THE TASK: Copy the passage about men and power, word for word, from "Throughout the Western" to "society in general.".

EXCERPTED PASSAGE:
★ ★ ★

During the week before and the week after the Community Conversation the facilitator was contacted by several men who said, half-tongue-in-cheek, that they were afraid to attend the talk at the store. Perhaps these men were reluctant to open up publicly about their roles as men in this society. Maybe they knew they would be unfairly criticized just for being a male. Or it could be they feared being justly scolded for taking advantage as a man. In any case, based on these comments, “men” doesn’t seem to be a polite subject in this town. In closing we might reflect on the reasons for that.

Throughout the Western world, men have been criticized for holding on to an age-old advantage over women. In simple terms, men in power tend to promote the power of men. And that unfair use of power is increasingly considered to be against the spirit of humankind. This awareness fuels a cycle of social change. First the practice is deemed reprehensible. Activism initiates the changes needed to balance the power. Protests are made, values are shifted, new laws enacted. Society attempts to adjust. That is all well and good. And though this may seem painful to some men, and even downright wrong-headed, in the end it is apparent that it is good not just for women, but also for men, as well as for society in general.

★ ★ ★

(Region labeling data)
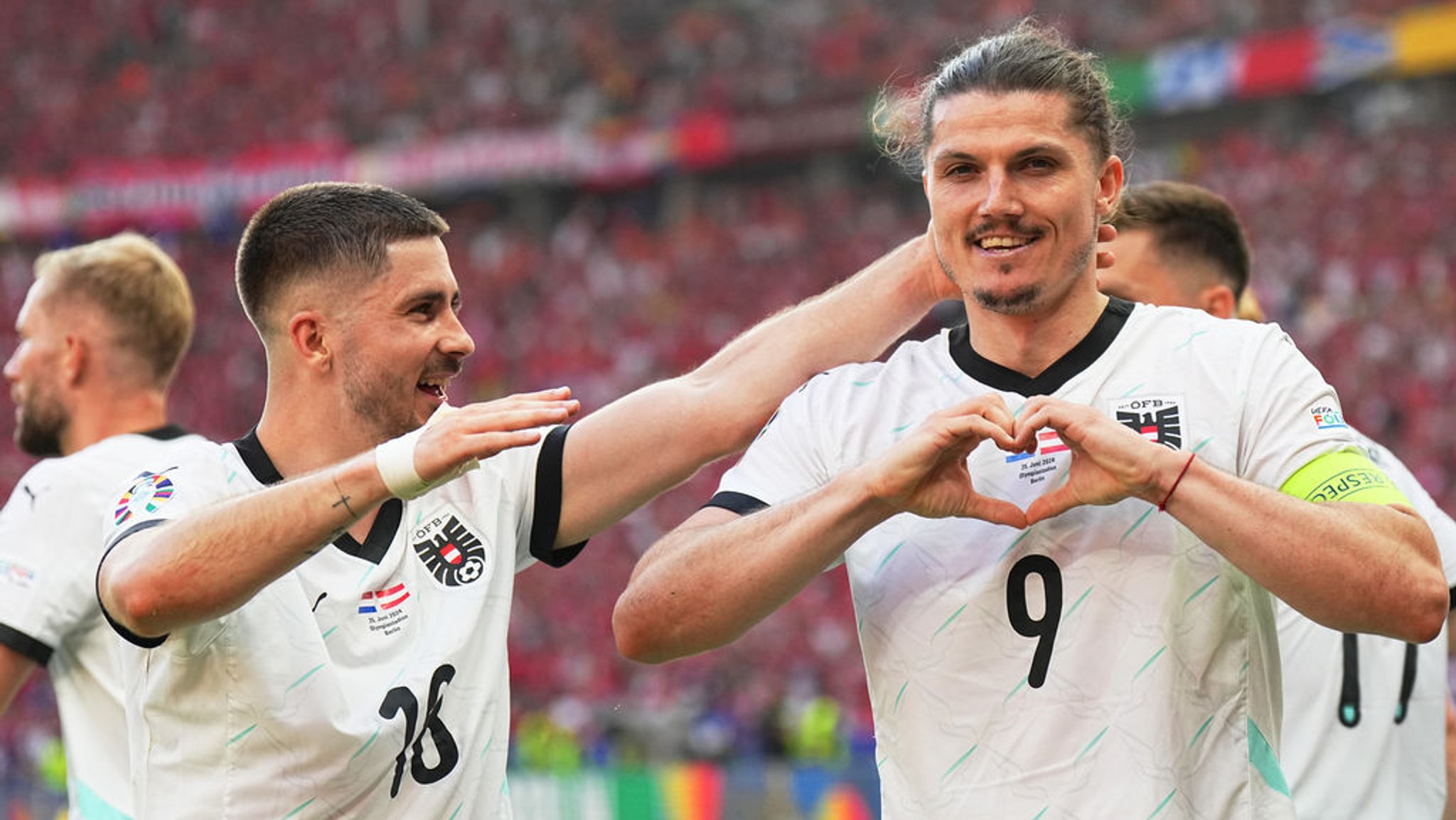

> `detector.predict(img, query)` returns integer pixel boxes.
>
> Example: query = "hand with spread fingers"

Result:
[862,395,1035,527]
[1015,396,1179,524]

★ ★ ★

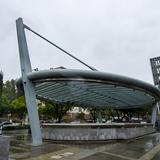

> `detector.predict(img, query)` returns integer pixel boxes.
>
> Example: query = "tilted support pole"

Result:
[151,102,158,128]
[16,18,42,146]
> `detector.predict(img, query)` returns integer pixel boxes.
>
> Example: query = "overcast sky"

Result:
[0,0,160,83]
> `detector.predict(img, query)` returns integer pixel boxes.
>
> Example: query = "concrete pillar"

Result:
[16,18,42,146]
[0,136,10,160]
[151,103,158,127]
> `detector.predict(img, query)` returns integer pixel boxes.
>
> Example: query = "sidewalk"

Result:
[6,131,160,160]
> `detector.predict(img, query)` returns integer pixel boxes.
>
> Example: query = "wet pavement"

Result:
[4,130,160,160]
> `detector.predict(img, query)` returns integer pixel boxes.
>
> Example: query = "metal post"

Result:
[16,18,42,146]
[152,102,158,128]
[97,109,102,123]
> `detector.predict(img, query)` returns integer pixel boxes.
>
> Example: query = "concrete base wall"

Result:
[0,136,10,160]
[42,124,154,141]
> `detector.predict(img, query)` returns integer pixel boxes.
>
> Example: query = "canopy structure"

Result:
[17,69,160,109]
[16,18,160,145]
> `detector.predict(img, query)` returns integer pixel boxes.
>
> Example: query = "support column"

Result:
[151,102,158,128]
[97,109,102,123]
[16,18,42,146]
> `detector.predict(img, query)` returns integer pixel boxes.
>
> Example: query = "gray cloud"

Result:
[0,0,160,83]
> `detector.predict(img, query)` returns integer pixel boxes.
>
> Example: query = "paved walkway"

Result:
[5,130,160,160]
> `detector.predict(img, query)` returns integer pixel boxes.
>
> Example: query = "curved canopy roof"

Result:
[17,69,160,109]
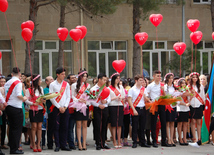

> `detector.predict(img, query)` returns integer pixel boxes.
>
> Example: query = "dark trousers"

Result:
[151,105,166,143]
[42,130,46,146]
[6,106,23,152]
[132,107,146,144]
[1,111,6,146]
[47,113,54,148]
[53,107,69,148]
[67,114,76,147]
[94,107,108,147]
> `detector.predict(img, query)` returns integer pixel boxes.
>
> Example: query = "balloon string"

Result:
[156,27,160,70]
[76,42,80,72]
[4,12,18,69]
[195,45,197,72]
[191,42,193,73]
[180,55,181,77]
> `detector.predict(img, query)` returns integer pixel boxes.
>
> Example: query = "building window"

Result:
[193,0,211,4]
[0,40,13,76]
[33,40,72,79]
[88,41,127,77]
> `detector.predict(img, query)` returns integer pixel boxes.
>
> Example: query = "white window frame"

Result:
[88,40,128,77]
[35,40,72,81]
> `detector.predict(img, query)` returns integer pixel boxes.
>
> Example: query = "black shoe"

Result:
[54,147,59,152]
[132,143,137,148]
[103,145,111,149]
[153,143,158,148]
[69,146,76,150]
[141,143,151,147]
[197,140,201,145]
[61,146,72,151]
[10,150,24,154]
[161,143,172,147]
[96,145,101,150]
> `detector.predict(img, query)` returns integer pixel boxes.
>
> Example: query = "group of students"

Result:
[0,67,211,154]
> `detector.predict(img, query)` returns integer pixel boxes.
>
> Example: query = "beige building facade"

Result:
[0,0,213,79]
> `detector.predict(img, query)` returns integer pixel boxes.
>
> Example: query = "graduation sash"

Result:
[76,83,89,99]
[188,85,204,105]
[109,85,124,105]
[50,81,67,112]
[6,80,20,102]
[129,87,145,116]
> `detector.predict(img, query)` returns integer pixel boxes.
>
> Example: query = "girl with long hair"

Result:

★ ★ ★

THE SOLUTION:
Throughout the Western world, men have been criticized for holding on to an age-old advantage over women. In simple terms, men in power tend to promote the power of men. And that unfair use of power is increasingly considered to be against the spirit of humankind. This awareness fuels a cycle of social change. First the practice is deemed reprehensible. Activism initiates the changes needed to balance the power. Protests are made, values are shifted, new laws enacted. Society attempts to adjust. That is all well and good. And though this may seem painful to some men, and even downright wrong-headed, in the end it is apparent that it is good not just for women, but also for men, as well as for society in general.